What the exercise asks: Copy verbatim the block of lines in the entries below whose first line contains "Target: person in green shirt" and whose last line contains "Target: tree". Leave out all other lines.

----- Data -----

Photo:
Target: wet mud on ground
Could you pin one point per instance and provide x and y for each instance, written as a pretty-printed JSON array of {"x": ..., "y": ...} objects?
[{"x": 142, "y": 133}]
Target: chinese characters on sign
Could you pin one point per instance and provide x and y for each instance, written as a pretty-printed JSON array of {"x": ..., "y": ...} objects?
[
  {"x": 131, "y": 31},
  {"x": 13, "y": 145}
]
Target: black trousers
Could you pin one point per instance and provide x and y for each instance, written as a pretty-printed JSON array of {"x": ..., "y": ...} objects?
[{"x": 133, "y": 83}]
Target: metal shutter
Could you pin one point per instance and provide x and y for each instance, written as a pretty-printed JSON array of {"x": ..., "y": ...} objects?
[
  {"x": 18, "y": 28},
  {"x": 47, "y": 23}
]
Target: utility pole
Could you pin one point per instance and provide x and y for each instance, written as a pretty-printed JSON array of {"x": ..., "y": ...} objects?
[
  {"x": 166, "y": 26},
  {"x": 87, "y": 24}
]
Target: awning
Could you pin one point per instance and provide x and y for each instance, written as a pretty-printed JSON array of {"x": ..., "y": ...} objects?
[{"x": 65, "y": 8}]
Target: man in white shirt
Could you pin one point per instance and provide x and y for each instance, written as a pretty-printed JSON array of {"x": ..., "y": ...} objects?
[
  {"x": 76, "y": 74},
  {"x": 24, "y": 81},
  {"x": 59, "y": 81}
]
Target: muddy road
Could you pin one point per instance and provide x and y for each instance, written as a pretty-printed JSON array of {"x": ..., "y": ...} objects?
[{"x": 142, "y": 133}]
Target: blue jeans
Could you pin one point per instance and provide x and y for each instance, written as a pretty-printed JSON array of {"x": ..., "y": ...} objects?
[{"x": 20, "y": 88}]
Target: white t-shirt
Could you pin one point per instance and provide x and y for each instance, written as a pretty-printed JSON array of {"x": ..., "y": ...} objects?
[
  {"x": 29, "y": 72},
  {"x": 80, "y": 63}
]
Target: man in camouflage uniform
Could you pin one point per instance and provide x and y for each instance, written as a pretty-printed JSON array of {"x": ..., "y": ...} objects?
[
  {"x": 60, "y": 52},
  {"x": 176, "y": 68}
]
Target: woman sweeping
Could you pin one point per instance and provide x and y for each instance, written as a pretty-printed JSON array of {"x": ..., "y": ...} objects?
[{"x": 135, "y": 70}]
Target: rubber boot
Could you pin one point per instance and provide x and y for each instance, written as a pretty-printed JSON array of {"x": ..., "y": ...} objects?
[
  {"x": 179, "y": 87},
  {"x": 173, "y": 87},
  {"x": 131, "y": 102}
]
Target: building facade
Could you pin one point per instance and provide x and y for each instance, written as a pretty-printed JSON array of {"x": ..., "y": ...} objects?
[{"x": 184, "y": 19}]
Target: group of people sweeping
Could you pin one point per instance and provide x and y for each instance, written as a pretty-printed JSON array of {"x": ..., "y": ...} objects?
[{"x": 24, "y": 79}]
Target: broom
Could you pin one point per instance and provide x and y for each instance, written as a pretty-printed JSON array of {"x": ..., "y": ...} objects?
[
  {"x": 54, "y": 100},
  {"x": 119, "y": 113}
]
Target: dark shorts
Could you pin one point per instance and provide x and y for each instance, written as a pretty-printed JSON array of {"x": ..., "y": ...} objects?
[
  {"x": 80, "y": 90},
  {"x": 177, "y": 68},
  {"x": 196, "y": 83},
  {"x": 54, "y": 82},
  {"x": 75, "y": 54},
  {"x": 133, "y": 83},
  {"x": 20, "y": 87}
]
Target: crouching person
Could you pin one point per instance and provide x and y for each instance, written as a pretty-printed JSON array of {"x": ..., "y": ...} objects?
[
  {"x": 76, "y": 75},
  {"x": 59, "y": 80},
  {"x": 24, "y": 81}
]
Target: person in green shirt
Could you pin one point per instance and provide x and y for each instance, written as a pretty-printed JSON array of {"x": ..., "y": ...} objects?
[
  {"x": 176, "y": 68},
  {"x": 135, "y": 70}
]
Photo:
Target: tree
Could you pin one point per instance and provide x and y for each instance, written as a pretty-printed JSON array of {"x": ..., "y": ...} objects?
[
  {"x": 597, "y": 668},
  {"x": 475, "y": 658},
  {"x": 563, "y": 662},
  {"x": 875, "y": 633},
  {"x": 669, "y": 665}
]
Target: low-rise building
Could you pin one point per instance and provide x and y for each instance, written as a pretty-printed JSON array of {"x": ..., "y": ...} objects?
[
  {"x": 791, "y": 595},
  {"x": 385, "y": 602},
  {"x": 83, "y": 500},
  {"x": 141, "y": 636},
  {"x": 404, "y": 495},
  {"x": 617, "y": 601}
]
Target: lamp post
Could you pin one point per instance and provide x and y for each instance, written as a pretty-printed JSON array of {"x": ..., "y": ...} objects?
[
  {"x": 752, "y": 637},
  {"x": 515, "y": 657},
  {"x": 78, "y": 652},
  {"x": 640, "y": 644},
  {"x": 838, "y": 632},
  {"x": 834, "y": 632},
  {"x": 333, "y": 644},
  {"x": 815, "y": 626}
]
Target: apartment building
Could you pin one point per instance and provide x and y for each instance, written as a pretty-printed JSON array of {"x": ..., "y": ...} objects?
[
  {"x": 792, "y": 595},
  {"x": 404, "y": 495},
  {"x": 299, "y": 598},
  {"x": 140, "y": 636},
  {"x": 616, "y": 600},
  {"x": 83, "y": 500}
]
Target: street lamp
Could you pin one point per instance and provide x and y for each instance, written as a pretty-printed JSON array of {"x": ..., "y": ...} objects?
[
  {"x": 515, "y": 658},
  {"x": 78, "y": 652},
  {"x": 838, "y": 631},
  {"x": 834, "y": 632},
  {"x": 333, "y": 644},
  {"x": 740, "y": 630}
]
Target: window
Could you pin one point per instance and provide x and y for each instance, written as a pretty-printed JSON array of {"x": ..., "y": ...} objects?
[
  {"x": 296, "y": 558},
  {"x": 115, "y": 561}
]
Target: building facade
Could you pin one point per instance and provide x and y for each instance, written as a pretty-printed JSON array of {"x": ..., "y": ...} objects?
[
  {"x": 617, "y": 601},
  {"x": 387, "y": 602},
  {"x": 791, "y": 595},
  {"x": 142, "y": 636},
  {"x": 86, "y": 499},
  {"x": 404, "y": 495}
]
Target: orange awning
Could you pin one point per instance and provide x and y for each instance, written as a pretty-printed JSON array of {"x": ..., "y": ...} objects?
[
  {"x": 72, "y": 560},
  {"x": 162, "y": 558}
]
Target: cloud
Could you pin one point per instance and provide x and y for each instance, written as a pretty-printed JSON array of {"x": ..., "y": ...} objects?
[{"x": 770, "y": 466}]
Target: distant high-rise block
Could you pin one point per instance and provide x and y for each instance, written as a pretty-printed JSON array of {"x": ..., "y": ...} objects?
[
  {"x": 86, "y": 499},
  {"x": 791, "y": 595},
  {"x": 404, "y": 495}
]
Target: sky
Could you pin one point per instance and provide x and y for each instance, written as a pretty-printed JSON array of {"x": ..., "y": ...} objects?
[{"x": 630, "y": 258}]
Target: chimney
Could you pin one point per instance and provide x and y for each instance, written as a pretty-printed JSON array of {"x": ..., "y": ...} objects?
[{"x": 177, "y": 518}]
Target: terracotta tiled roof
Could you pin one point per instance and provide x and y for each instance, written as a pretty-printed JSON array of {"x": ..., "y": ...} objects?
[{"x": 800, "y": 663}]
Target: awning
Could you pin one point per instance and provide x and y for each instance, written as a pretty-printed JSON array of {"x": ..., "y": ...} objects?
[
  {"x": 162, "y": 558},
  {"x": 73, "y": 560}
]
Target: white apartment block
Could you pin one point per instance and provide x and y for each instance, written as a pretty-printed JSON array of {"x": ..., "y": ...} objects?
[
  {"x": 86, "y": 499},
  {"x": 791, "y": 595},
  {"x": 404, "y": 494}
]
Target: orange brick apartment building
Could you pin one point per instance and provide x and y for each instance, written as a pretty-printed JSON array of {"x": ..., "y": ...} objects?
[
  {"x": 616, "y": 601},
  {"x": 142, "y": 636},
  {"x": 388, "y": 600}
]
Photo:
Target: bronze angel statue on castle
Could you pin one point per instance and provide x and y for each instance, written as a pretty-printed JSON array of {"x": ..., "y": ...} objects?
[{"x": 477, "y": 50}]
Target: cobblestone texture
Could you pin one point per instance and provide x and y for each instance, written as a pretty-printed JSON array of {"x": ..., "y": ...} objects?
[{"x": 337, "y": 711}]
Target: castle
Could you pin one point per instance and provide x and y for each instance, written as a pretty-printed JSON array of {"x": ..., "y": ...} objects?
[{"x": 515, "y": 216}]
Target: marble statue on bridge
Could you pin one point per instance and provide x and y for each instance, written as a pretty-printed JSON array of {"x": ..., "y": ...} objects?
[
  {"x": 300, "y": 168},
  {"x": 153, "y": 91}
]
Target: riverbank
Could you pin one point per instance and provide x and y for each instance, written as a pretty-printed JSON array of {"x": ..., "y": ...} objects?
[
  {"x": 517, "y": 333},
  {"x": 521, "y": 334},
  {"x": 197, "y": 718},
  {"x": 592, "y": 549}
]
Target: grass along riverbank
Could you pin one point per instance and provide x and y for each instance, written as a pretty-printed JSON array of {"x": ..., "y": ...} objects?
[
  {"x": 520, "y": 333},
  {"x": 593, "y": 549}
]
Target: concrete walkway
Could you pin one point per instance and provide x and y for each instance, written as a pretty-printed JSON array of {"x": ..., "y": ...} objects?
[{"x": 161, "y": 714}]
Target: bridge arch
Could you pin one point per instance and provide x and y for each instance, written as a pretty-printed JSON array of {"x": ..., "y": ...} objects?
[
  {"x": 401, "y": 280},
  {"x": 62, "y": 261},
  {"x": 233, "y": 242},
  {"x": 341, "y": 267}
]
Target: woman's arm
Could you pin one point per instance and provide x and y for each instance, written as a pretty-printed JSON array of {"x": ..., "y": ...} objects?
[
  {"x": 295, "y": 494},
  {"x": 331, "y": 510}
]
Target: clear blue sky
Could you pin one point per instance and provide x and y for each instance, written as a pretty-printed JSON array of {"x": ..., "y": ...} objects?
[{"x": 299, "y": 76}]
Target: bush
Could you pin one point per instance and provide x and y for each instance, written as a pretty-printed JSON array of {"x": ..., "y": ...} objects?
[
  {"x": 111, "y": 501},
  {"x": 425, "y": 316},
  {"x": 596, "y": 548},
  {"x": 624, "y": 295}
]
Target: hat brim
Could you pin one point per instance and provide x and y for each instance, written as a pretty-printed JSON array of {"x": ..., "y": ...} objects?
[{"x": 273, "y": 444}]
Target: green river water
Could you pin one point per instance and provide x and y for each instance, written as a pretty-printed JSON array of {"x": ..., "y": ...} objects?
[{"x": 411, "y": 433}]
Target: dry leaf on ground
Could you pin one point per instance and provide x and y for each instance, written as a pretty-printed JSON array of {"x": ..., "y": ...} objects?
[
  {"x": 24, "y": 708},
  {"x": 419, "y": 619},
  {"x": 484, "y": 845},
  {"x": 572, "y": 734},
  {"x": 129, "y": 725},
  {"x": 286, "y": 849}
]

-----

Answer for this exercise:
Target: person in green shirt
Could you pin one point per instance and provide x and y for each instance, written as a pretty-printed JSON array of {"x": ..., "y": ...} objects?
[
  {"x": 176, "y": 68},
  {"x": 135, "y": 70}
]
Photo:
Target: tree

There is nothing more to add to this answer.